Location
- Country: South Africa
- Metropolitan: Cape Town

Statistics
- Area: 71,828 km^{2} (27,733 sq mi)
- PopulationTotal; Catholics;: (as of 2004); 2,698,800; 98,800 (3.7%);

Information
- Denomination: Catholic Church
- Sui iuris church: Latin Church
- Rite: Roman Rite

Current leadership
- Pope: Leo XIV
- Bishop: Vincent Mduduzi Zungu, OFM

= Diocese of Port Elizabeth (Catholic) =

Latin Catholic diocese in South Africa

The Diocese of Port Elizabeth (Portus Elizabethen(sis)) is a Latin Catholic diocese located in the city of Port Elizabeth in the ecclesiastical province of Cape Town in South Africa.

==History==
On July 30, 1847, an ecclesiastical territory was established as the Apostolic Vicariate of Cape of Good Hope, Eastern District from the Apostolic Vicariate of Cape of Good Hope and adjacent territories. Later the Eastern Vicariate was itself subdivided three times.

On 27 December 1847, Aidan Devereux was consecrated, in Cape Town, Bishop of Paneas and first Vicar Apostolic of the Eastern Vicariate, by Griffith, under whom he had worked for nine years. Through the Dhanis family of Belgium the new vicar Apostolic received the first considerable funds to start work. But his life was spent in the turmoil of wars, and was a struggle with poverty and the dearth of priests. His successor, Patrick Moran, had been curate of Irishtown, Dublin, and arrived in the colony in November, 1856. He was a man of energy, and a strenuous opponent of the grant of responsible government. The Sacred Congregation of Propaganda appointed him first Bishop of Dunedin, New Zealand, in 1870. Next year, the James David Richards was consecrated bishop at Grahamstown, as titular bishop of Retimo, by the Vicar Apostolic of Natal, Allard. Richards had already spent twenty-two years in the country and, whether as a writer, or lecturer, or pastor, had left his mark in the land. He founded the Cape Colonist, a paper which had campaigning views on purity in public life and on the native problems. In 1880 he brought to South Africa the first contingent of Trappists, as teachers. About two years before Ricards's death a coadjutor was appointed in the person of Peter Strobino, who, however, became an invalid soon after the death of Ricards. Strobino was succeeded in 1896 by his coadjutor, Hugh MacSherry, formerly administrator of the diocese of Dundalk in Ireland, who had been consecrated a few months before.

→ **What the task asks**
Pick up the history of the Catholic Diocese of Port Elizabeth above right after its last sentence and carry it further.

→ **Supplied records**
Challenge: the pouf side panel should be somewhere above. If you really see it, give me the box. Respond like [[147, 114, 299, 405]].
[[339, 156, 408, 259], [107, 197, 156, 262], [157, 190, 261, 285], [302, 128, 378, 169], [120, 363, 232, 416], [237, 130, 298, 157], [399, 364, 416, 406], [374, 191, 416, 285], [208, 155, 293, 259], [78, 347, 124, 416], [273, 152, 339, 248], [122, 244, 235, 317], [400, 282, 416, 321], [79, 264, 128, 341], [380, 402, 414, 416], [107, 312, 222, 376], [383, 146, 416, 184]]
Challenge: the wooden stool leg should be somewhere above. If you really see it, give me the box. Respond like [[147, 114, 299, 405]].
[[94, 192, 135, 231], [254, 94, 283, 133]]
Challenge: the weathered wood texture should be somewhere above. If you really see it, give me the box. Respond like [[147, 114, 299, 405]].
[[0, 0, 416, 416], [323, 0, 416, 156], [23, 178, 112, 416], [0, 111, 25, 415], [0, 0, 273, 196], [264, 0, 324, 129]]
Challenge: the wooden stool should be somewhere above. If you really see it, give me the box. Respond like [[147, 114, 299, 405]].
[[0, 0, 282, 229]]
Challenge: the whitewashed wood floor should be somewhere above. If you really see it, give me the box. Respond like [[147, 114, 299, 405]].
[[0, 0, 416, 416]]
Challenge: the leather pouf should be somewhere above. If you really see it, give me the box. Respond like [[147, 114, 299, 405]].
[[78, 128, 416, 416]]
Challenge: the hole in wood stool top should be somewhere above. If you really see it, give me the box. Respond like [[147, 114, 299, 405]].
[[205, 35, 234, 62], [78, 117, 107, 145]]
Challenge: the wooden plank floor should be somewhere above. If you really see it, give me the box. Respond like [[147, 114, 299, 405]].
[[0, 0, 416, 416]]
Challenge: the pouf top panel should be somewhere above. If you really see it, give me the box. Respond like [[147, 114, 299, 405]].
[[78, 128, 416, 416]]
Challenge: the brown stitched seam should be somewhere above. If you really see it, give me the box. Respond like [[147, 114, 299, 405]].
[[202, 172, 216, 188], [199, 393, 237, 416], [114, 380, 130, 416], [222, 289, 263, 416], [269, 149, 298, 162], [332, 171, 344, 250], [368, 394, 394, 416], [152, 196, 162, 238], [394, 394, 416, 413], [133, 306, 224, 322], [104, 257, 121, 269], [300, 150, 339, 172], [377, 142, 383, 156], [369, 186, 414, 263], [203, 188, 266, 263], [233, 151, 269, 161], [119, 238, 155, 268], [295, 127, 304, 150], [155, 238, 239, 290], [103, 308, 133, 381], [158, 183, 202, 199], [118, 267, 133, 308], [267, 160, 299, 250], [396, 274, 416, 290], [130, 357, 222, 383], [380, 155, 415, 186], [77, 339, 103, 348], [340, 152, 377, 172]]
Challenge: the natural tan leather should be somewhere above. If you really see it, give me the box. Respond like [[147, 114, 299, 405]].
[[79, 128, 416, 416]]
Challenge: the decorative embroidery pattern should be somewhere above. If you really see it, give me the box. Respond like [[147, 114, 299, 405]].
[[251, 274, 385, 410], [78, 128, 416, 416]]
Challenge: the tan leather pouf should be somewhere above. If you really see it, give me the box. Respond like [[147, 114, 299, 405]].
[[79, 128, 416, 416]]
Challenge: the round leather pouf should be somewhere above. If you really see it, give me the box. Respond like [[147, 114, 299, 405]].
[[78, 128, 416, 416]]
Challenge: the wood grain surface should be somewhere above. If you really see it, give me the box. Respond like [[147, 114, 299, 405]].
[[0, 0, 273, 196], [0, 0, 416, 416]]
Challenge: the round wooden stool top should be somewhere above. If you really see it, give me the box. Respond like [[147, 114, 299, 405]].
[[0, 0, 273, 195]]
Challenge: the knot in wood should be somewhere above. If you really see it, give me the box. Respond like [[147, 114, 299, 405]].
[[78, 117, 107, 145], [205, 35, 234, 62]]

→ **Task response**
- June 13, 1939: Renamed as Apostolic Vicariate of Port Elizabeth
- January 11, 1951: Promoted as Diocese of Port Elizabeth

==Special churches==
- The cathedral is Cathedral of St. Augustine in Port Elizabeth.
- The Port Elizabeth Oratory serves the parish of St Bernadette in Walmer.

==Bishops==
- Vicars Apostolic of Cape of Good Hope, Eastern District (Roman rite)
  - Patrick Raymond Griffith (1837.06.06 - 1847.07.30), appointed Vicar Apostolic of Cape of Good Hope, Western District {Capo di Buona Speranza, Distretto Occidentale})
  - Aidan Devereux (1847–1854.02.11)
  - Michael Jones (1854.09.26), did not take effect and he was never consecrated bishop
  - Edward MacCabe (1855.01.30), did not take effect; was appointed bishop at the time but was not consecrated until 1877; future Archbishop and Cardinal
  - Patrick Moran (1856–1869.12.03) appointed Bishop of Dunedin, New Zealand
  - James David Richards (1871.01.13 – 1893.11.30)
  - Peter Strobino (1893.11.30 – 1896.10.01)
  - Hugh McSherry (1896.10.01 – 1938.12.15), appointed Archbishop upon retirement
- Vicars Apostolic of Port Elizabeth (Roman rite)
  - James Colbert (1939.06.13 – 1948.12.09), Irish born (Cork) bishop
  - Hugh Boyle (1948.12.09 – 1951.01.11 see below)
- Bishops of Port Elizabeth (Roman rite)
  - Hugh Boyle (see above 1951.01.11 – 1954.07.18), appointed Bishop of Johannesburg
  - Ernest Arthur Green (1955.04.19 – 1970.12.27), South African born bishop (educated in Ireland)
  - John Patrick Murphy (1972.05.06 – 1986.03.21)
  - Michael Gower Coleman (1986.03.21 - 2011.08.20))
  - Vincent Mduduzi Zungu (2014.02.02 -)

===Coadjutor Bishops===
- Hugh McSherry (1896), as Coadjutor Vicar Apostolic
- Pietro Strobino (1891-1893)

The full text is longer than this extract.